# Task directions
Going through the entries below, work out how many lines have the string "tennis" in them. Give the number and nothing more.

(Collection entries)

- - - - -

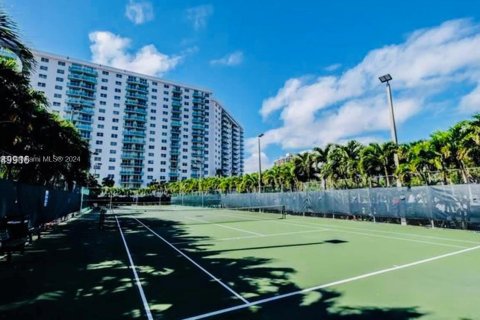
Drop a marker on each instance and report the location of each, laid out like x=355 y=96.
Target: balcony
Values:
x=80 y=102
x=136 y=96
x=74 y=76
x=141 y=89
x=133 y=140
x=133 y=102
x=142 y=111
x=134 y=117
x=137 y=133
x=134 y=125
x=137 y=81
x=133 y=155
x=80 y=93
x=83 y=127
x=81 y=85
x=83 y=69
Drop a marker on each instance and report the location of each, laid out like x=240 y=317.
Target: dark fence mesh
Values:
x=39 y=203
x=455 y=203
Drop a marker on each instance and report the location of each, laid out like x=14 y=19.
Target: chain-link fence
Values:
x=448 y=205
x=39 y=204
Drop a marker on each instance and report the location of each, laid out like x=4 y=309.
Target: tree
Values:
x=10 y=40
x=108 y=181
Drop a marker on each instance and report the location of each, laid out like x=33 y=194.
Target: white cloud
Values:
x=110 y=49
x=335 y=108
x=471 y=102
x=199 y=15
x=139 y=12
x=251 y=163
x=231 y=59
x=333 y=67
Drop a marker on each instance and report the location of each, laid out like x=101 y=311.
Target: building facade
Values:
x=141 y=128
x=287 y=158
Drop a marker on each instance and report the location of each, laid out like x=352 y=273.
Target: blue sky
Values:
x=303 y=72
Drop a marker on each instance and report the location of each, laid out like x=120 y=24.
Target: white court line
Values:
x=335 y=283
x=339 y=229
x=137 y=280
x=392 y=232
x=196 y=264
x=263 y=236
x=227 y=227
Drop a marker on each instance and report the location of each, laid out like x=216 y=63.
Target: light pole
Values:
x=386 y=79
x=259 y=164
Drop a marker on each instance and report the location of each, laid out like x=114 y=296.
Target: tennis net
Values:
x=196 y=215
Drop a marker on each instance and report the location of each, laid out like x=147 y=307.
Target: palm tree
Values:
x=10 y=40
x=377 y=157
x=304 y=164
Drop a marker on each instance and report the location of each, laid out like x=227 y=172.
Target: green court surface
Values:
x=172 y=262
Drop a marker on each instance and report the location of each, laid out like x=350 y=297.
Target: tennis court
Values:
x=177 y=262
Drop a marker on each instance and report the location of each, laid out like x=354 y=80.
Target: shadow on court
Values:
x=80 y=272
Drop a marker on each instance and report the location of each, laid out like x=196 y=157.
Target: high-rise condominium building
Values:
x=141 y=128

- - - - -

# Result for this exercise
2